Work required: Reproduce every one of the entries below word for word, changing nothing.

[Entries for pointing and labeling]
──────────────────────────────

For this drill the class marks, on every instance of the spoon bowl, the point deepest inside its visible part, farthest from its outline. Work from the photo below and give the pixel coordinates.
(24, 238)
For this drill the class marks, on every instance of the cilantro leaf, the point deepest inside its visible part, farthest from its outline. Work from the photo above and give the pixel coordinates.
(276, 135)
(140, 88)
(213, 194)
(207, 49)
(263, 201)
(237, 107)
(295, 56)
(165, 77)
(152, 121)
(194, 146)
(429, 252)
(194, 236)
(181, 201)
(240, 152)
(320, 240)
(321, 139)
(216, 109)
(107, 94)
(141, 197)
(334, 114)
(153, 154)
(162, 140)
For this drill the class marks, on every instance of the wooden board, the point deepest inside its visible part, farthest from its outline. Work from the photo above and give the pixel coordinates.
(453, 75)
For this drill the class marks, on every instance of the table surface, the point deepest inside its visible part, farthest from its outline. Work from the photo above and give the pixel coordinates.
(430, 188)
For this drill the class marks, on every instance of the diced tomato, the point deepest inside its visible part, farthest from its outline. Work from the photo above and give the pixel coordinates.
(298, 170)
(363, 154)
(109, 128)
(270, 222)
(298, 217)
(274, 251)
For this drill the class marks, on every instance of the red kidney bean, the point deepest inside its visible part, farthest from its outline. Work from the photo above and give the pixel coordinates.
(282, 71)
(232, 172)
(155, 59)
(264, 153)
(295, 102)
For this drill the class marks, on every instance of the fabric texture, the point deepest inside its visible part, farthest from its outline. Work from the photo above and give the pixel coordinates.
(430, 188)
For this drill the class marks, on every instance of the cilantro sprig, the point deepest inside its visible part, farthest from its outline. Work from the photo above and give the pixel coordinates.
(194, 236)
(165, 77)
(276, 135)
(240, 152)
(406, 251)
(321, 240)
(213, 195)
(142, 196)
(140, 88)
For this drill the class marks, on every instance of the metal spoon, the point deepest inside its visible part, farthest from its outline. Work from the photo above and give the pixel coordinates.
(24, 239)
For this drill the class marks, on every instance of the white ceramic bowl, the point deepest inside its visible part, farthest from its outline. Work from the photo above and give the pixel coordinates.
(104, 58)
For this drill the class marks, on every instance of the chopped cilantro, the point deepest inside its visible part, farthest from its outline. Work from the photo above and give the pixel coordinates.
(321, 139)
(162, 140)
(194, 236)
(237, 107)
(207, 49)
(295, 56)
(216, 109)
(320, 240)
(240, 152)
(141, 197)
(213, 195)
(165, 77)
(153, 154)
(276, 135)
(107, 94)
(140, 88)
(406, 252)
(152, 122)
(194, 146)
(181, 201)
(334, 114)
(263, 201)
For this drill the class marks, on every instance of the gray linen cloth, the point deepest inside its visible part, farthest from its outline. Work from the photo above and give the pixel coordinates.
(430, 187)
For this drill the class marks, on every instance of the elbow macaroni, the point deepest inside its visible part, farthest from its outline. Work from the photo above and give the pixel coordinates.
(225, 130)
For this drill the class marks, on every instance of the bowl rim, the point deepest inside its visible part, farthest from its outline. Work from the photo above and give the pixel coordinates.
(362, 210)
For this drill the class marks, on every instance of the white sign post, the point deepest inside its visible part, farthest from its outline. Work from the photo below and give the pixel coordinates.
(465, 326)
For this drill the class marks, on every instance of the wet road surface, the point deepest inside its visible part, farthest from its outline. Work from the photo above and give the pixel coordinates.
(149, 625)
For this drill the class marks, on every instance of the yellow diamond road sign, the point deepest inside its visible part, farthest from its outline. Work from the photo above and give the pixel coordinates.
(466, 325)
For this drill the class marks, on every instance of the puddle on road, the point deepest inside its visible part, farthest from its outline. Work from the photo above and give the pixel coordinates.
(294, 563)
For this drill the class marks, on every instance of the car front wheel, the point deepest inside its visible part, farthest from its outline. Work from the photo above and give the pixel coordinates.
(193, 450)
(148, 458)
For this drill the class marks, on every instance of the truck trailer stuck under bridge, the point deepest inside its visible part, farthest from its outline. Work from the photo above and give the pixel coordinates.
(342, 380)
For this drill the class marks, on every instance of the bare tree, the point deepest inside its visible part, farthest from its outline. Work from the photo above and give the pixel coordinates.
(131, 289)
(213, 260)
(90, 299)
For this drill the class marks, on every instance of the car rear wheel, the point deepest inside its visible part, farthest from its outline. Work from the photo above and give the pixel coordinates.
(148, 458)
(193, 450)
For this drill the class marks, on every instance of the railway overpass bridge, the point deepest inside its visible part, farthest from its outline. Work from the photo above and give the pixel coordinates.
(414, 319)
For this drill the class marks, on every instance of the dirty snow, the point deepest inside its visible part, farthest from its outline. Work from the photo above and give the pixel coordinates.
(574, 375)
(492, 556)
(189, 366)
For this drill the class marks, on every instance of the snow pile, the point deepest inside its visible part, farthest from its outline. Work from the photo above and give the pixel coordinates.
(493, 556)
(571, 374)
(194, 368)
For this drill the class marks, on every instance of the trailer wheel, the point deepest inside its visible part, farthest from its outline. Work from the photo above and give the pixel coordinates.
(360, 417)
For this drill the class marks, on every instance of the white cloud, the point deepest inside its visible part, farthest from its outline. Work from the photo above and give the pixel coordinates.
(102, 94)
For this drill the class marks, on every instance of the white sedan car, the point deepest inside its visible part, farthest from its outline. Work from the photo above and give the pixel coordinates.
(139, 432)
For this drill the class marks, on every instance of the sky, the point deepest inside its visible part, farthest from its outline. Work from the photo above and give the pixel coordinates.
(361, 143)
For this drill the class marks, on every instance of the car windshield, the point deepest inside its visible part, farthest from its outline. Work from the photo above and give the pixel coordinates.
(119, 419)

──────────────────────────────

Result below:
For this drill the class marks, on every instance of the spoon bowl, the point deepest inside its visible part, farthest from its outline. Work from the photo below and give the pixel coordinates.
(24, 238)
For this drill the class marks, on every instance of the cilantro leaf, the point deepest inside its visible part, farthest from its outline. Work from the photo above and give the pixel coordinates.
(276, 135)
(140, 88)
(213, 194)
(207, 49)
(263, 201)
(237, 107)
(295, 56)
(165, 77)
(152, 121)
(194, 146)
(429, 252)
(194, 236)
(181, 201)
(240, 152)
(320, 240)
(321, 139)
(216, 109)
(107, 94)
(141, 197)
(334, 114)
(153, 154)
(162, 140)
For this drill the class marks, on every instance of the wooden board, the point deepest inside its visible part, farthest from its outline. Work from the photo above and give the pixel coordinates.
(453, 75)
For this drill the class marks, on every instance of the table surface, the point deepest inside its visible part, farthest from its outline. Work from the photo above and give the pixel coordinates.
(430, 188)
For this drill the class marks, on every instance of the diced tomato, the point deepest inside its visible part, farthest from its outline. Work from the photo above and give the pixel coordinates.
(298, 170)
(363, 154)
(109, 128)
(270, 222)
(298, 217)
(274, 251)
For this drill the class marks, on every instance of the red kidney bean, the point deepest inside its visible part, farthest from its outline. Work from the photo above and give the pixel coordinates.
(282, 71)
(232, 172)
(155, 59)
(264, 153)
(295, 102)
For this drill the class marks, on every instance of the fabric texture, the point deepest inside its visible part, farthest from its outline. Work from the photo above and give the pixel coordinates.
(430, 188)
For this drill the class marks, on every instance of the cilantro sprig, the point deepest inside its visible part, farthest from its outline. Work from the photo above and give the pixel coordinates.
(194, 236)
(165, 77)
(276, 135)
(240, 152)
(406, 251)
(321, 240)
(213, 195)
(142, 196)
(140, 88)
For this drill the class marks, on every instance of the metal spoon, the point deepest inside its visible part, farthest from its outline. Work from the photo above and give the pixel coordinates.
(24, 239)
For this drill the class marks, on every instance of the white ceramic bowl, the point deepest inside its visible part, farthest from its outline. Work from the photo above and give the pixel coordinates.
(104, 58)
For this drill the class marks, on every instance of the chopped cilantro, the point deepest inside its visible part, farthest from its outline. Work from the photo above and give the pixel coordinates.
(321, 139)
(162, 140)
(194, 236)
(237, 107)
(207, 49)
(295, 56)
(216, 109)
(320, 240)
(240, 152)
(141, 197)
(213, 195)
(165, 77)
(153, 154)
(276, 135)
(107, 94)
(140, 88)
(406, 252)
(152, 122)
(194, 146)
(181, 201)
(334, 114)
(263, 201)
For this drill the class marks, on every instance of the gray linen cloth, the point deepest inside its visible part, farthest from its outline. Work from the photo above and give the pixel coordinates.
(430, 187)
For this drill the class marks, on every instance of the elbow macaroni, the point deepest inside its visible part, farthest from its outline. Work from the photo above and give the pixel coordinates.
(225, 130)
For this drill the class marks, on every instance of the bowl rim, the point deepest inside its visible part, farthest from its outline. Work from the photo above and give the pixel coordinates.
(362, 210)
For this drill the class marks, on every instance of the white sign post, the point deepest inside its visible part, farthest from its outline. Work from the photo below and give the pixel coordinates.
(465, 326)
For this drill the class marks, on every instance of the wet road surface, the point deepest inside its visible part, farthest from its outline. Work from the photo above and give the pixel coordinates.
(149, 625)
For this drill the class marks, on every instance of the yellow diamond road sign, the point deepest inside its visible part, farthest from its outline. Work from the photo above and give the pixel coordinates.
(466, 325)
For this drill the class marks, on every instance of the puddle on road, the point deepest inside its visible part, farthest from its outline. Work from the photo above and give the pixel coordinates.
(294, 563)
For this drill the class marks, on every instance of the car front wheel, the point deepest inside its visible part, farthest from its outline. Work from the photo above and give the pixel coordinates.
(193, 450)
(148, 458)
For this drill the class marks, on every instance of the truck trailer stuck under bridge, the point deepest inside its visible part, farthest from its outline. Work from the photo above and give the pixel coordinates.
(342, 380)
For this drill the class marks, on every instance of the bare tree, the point deepest inside its visible part, farthest from its outline. Work from the photo above and give the pixel coordinates.
(131, 289)
(213, 260)
(90, 299)
For this drill the class marks, on every instance of the car rear wheel, the point deepest inside its visible part, farthest from its outline. Work from the photo above and give the pixel coordinates.
(148, 458)
(193, 450)
For this drill the class marks, on every instance of the railway overpass bridge, the point deepest inside its visible part, farthest from its outline. Work from the photo above and give the pixel coordinates.
(414, 319)
For this drill the class marks, on every instance of the dirty snow, the point deepest inside its visible part, farthest from its outline. Work from the photo above and give the pixel coordinates.
(574, 375)
(492, 556)
(189, 366)
For this drill the class marks, on every instance of the snow pile, the point deepest inside its visible part, farthest from its outline. Work from the photo above and give the pixel coordinates.
(493, 556)
(571, 374)
(194, 368)
For this drill the class marks, on every instance of the trailer wheel, the point deepest inside its visible part, farthest from its outline. Work from the photo above and give the pixel coordinates.
(360, 417)
For this drill the class marks, on every instance of the white cloud, the point deepest inside its visible part, farthest from its outline. Work from the photo above and give the pixel coordinates.
(102, 94)
For this drill the class marks, on every instance of the white sedan car, the point deepest inside its visible part, farthest from its outline. Work from the photo above and give the pixel coordinates.
(139, 432)
For this drill the class marks, on every instance of the sky, the point deepest inside its visible part, farthest from its outline. Work from the photo above and give the pixel coordinates.
(361, 143)
For this drill the class marks, on every instance of the car windshield, the point deepest inside its visible part, farthest from its outline. Work from the photo above and give the pixel coordinates.
(119, 419)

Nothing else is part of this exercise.